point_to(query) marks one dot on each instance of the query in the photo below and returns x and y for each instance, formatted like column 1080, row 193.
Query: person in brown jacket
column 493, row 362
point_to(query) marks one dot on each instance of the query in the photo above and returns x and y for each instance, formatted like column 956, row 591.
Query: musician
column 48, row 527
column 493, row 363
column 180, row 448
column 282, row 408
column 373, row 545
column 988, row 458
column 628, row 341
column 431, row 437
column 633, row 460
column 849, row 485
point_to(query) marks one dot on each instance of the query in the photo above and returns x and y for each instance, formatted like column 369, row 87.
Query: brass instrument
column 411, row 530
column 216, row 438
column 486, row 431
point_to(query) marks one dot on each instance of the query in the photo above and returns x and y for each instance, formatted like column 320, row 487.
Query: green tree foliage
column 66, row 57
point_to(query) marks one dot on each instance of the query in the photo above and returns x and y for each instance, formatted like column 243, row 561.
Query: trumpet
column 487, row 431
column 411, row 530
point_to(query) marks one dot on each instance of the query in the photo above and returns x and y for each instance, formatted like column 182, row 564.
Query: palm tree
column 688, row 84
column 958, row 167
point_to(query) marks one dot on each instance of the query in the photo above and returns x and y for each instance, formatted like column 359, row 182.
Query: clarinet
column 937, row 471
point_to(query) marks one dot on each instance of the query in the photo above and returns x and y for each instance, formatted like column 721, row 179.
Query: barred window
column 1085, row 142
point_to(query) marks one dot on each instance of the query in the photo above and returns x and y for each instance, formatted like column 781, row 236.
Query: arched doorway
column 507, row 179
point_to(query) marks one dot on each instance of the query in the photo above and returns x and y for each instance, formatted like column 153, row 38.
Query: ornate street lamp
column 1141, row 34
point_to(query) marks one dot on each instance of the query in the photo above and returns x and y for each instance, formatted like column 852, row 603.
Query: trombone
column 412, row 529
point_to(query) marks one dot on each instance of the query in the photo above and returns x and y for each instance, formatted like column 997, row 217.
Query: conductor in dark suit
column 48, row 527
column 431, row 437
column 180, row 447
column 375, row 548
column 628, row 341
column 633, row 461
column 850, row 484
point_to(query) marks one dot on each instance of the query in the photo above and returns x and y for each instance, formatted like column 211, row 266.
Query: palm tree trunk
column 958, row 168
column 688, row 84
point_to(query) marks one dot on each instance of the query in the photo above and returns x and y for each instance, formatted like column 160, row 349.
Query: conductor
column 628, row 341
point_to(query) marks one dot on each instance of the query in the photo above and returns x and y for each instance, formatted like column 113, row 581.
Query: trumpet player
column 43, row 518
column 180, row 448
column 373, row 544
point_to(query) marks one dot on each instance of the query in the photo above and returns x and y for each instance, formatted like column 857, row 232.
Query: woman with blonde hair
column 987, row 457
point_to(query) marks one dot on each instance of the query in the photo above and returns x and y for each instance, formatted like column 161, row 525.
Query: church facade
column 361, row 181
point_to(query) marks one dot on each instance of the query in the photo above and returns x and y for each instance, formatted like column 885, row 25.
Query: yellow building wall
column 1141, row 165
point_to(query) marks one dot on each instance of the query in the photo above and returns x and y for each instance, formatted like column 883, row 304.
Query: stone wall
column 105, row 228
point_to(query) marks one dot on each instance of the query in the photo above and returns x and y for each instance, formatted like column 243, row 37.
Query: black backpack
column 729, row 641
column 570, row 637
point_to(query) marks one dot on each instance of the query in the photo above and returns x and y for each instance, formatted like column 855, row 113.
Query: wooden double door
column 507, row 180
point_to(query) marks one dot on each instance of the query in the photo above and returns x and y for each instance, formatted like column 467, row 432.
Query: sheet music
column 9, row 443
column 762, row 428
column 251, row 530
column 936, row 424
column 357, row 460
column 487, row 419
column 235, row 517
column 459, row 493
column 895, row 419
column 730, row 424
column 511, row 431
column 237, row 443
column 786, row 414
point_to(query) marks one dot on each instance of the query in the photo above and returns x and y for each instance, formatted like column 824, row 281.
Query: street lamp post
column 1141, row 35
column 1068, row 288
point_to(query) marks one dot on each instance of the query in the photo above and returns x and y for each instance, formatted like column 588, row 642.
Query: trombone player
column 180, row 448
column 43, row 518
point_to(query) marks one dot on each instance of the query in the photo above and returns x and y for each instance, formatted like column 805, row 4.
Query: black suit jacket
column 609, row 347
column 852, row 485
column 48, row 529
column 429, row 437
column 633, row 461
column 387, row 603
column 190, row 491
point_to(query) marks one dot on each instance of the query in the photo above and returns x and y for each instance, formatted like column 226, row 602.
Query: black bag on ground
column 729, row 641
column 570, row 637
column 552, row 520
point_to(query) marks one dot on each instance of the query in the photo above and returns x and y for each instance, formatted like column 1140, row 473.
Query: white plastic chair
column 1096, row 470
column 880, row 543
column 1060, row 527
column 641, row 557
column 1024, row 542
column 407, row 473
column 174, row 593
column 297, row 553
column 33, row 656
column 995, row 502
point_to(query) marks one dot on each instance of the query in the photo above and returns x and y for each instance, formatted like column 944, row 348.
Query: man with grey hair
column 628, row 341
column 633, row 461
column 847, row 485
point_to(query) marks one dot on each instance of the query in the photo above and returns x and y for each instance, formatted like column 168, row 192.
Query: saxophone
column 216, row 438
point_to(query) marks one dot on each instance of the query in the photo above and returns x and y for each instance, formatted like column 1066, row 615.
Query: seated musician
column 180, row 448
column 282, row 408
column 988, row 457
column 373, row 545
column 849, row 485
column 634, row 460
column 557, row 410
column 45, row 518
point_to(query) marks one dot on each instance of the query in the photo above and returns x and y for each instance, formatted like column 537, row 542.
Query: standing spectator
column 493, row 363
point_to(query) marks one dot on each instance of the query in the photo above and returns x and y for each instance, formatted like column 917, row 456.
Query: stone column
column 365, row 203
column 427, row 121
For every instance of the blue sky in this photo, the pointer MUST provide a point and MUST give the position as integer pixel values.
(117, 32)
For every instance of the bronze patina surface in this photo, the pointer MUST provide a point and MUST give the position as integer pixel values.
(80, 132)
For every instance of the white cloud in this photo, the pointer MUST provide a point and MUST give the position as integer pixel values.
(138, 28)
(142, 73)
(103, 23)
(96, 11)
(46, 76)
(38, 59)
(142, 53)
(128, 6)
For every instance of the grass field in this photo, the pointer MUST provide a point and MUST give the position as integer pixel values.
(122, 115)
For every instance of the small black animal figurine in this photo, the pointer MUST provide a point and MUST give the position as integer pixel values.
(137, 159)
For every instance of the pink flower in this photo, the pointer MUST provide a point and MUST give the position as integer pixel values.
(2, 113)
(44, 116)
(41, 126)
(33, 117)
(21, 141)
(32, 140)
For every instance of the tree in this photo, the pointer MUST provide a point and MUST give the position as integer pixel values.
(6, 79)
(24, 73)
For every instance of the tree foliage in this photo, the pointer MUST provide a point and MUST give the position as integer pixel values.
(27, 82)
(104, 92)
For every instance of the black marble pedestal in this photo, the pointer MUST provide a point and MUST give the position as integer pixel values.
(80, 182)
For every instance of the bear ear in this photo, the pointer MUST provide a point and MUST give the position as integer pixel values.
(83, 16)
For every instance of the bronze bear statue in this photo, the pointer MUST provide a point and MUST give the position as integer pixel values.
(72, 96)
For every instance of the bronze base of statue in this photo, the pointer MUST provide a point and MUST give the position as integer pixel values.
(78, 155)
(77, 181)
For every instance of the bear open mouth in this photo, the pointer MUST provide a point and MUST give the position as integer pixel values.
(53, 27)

* Problem requirements:
Rewrite all the items above as one numbered list, skipping any blank lines.

* Correct response:
1. point_to(query) marks one dot on each instance of the query in the photo below and returns x and y for each instance, formatted like column 1080, row 193.
2. Query: person in brown jacket
3. column 493, row 362
4. point_to(query) marks one dot on each instance of the query in the photo above and returns x and y for each instance, formatted like column 956, row 591.
5. Query: musician
6. column 48, row 527
7. column 493, row 363
8. column 180, row 448
9. column 282, row 408
10. column 373, row 545
11. column 988, row 458
12. column 628, row 341
13. column 431, row 437
14. column 633, row 460
15. column 849, row 485
16. point_to(query) marks one dot on each instance of the query in the photo above and returns x and y for each instance, formatted like column 369, row 87.
17. Query: brass instrument
18. column 411, row 530
19. column 216, row 438
20. column 486, row 431
21. point_to(query) marks one dot on each instance of the query in the photo above and returns x and y for each instance, formatted like column 320, row 487.
22. Query: green tree foliage
23. column 66, row 57
24. point_to(query) marks one dot on each instance of the query in the photo above and returns x and y for each instance, formatted like column 243, row 561.
25. Query: trumpet
26. column 487, row 431
27. column 411, row 530
28. point_to(query) marks one dot on each instance of the query in the photo above and returns x and y for each instance, formatted like column 182, row 564.
29. Query: palm tree
30. column 688, row 84
31. column 958, row 167
32. point_to(query) marks one dot on each instance of the query in the photo above and returns x and y for each instance, formatted like column 359, row 182.
33. Query: clarinet
34. column 937, row 471
35. point_to(query) marks one dot on each instance of the query in the photo above and returns x and y for each instance, formatted like column 721, row 179.
36. Query: barred window
37. column 1085, row 142
38. point_to(query) marks one dot on each instance of the query in the photo above and returns x and y for each instance, formatted like column 781, row 236.
39. Query: arched doorway
40. column 507, row 179
41. point_to(query) marks one dot on each instance of the query in the photo above and returns x and y for each instance, formatted like column 153, row 38.
42. Query: ornate street lamp
43. column 1141, row 34
44. point_to(query) marks one dot on each instance of the query in the photo above and returns x and y for each instance, formatted like column 852, row 603.
45. Query: trombone
46. column 412, row 529
47. point_to(query) marks one dot on each instance of the query in the photo above and returns x and y for each instance, formatted like column 997, row 217.
48. Query: conductor in dark suit
49. column 48, row 527
50. column 431, row 437
51. column 180, row 447
52. column 375, row 548
53. column 628, row 341
54. column 633, row 461
55. column 850, row 484
56. point_to(query) marks one dot on each instance of the query in the photo above and returns x and y for each instance, formatted like column 211, row 266.
57. Query: palm tree trunk
58. column 958, row 168
59. column 688, row 84
60. point_to(query) marks one dot on each instance of the query in the photo above and returns x and y for each instance, formatted like column 160, row 349.
61. Query: conductor
62. column 628, row 341
63. point_to(query) marks one dot on each instance of the query in the photo above and returns x and y for each instance, formatted like column 113, row 581.
64. Query: trumpet player
65. column 43, row 518
66. column 180, row 448
67. column 373, row 544
68. point_to(query) marks one dot on each instance of the query in the photo above and returns x and y for each instance, formatted like column 857, row 232.
69. Query: woman with blonde hair
70. column 987, row 457
71. point_to(query) marks one dot on each instance of the query in the photo above and returns x and y for each instance, formatted like column 161, row 525.
72. Query: church facade
73. column 361, row 181
74. point_to(query) marks one dot on each instance of the query in the photo above and returns x and y for each instance, formatted like column 885, row 25.
75. Query: yellow building wall
76. column 1141, row 165
77. point_to(query) marks one dot on each instance of the query in the photo above and returns x and y for each instance, formatted like column 883, row 304.
78. Query: stone wall
79. column 105, row 228
80. point_to(query) marks one dot on each instance of the query in the photo above and returns x and y for each instance, formatted like column 243, row 37.
81. Query: black backpack
82. column 729, row 641
83. column 570, row 637
84. point_to(query) marks one dot on each instance of the query in the photo above and returns x and y for each instance, formatted like column 855, row 113.
85. Query: wooden double door
86. column 507, row 180
87. point_to(query) marks one dot on each instance of the query in the photo above and returns x and y for each instance, formatted like column 467, row 432.
88. Query: sheet music
89. column 9, row 443
90. column 762, row 428
91. column 251, row 530
92. column 936, row 424
93. column 357, row 460
94. column 487, row 419
95. column 235, row 517
96. column 459, row 493
97. column 895, row 419
98. column 730, row 424
99. column 511, row 431
100. column 237, row 443
101. column 786, row 414
102. point_to(query) marks one dot on each instance of the query in the photo above and returns x and y for each instance, formatted like column 824, row 281.
103. Query: street lamp post
104. column 1141, row 35
105. column 1068, row 288
106. point_to(query) marks one dot on each instance of the query in the photo above and returns x and y for each instance, formatted like column 588, row 642.
107. Query: trombone player
108. column 180, row 448
109. column 43, row 518
110. point_to(query) marks one dot on each instance of the query in the photo above and returns x and y for each instance, formatted like column 805, row 4.
111. Query: black suit jacket
112. column 609, row 347
113. column 852, row 485
114. column 48, row 529
115. column 429, row 437
116. column 633, row 461
117. column 387, row 603
118. column 190, row 491
119. point_to(query) marks one dot on each instance of the query in the photo above and returns x and y for each instance, formatted like column 226, row 602.
120. Query: black bag on ground
121. column 729, row 641
122. column 570, row 637
123. column 552, row 520
124. point_to(query) marks one dot on each instance of the query in the photo above and returns x and y for each instance, formatted like column 1140, row 473.
125. Query: white plastic chair
126. column 1096, row 470
127. column 880, row 543
128. column 1060, row 527
129. column 641, row 557
130. column 1024, row 542
131. column 407, row 473
132. column 174, row 593
133. column 297, row 553
134. column 33, row 656
135. column 995, row 502
136. point_to(query) marks one dot on each instance of the query in the photo above and returns x and y for each instance, formatted like column 944, row 348.
137. Query: man with grey hair
138. column 628, row 341
139. column 633, row 461
140. column 847, row 485
141. point_to(query) marks one dot on each instance of the query in the photo above and returns x and y for each instance, formatted like column 168, row 192.
142. Query: saxophone
143. column 216, row 438
144. point_to(query) marks one dot on each instance of the query in the photo above and returns x and y for each instance, formatted like column 1066, row 615.
145. Query: seated musician
146. column 180, row 448
147. column 282, row 408
148. column 988, row 457
149. column 373, row 545
150. column 849, row 485
151. column 634, row 460
152. column 557, row 410
153. column 45, row 518
154. point_to(query) marks one dot on each instance of the query in the photo above and returns x and y for each instance, formatted like column 537, row 542.
155. Query: standing spectator
156. column 493, row 363
157. point_to(query) marks one dot on each instance of the query in the photo above and returns x and y for each instance, formatted like column 917, row 456.
158. Query: stone column
159. column 365, row 203
160. column 427, row 121
161. For every instance of the blue sky in this photo, the pointer MUST provide a point and MUST give the position as integer pixel values.
162. (117, 32)
163. For every instance of the bronze patina surface in this photo, the pointer MUST provide a point and MUST give the position as integer pixel values.
164. (80, 132)
165. For every instance of the white cloud in this photo, the pointer MUST provide a point and MUST give the position as integer pixel values.
166. (138, 28)
167. (142, 73)
168. (103, 23)
169. (96, 11)
170. (46, 76)
171. (38, 59)
172. (142, 53)
173. (128, 6)
174. For every instance of the grass field in this photo, the pointer MUST provide a point and MUST give the position as integer pixel values.
175. (122, 115)
176. For every instance of the small black animal figurine in this photo, the pointer MUST provide a point and MUST give the position as integer pixel values.
177. (137, 159)
178. For every instance of the pink flower in this photo, the pointer MUST provide a point and MUST give the position as integer pixel values.
179. (2, 113)
180. (44, 116)
181. (41, 126)
182. (33, 117)
183. (21, 141)
184. (32, 140)
185. For every instance of the tree in this photo, the pointer MUST provide a point and MUST give the position as integer pixel values.
186. (6, 79)
187. (24, 73)
188. For every instance of the tree foliage in this photo, the pointer MUST provide a point and MUST give the position as integer pixel values.
189. (27, 82)
190. (104, 92)
191. For every instance of the black marble pedestal in this photo, the pointer MUST provide a point and MUST give the position as integer pixel values.
192. (80, 182)
193. For every instance of the bear ear in this photo, the pointer MUST provide a point and MUST give the position as integer pixel values.
194. (83, 16)
195. For every instance of the bronze bear statue in this photo, the pointer MUST provide a point and MUST give the position as integer pixel values.
196. (72, 96)
197. For every instance of the bronze base of statue in this photo, the pointer MUST provide a point and MUST give the position as integer pixel values.
198. (78, 155)
199. (77, 181)
200. For every instance of the bear open mouth in this photo, the pointer MUST provide a point and MUST give the position as integer pixel values.
201. (53, 27)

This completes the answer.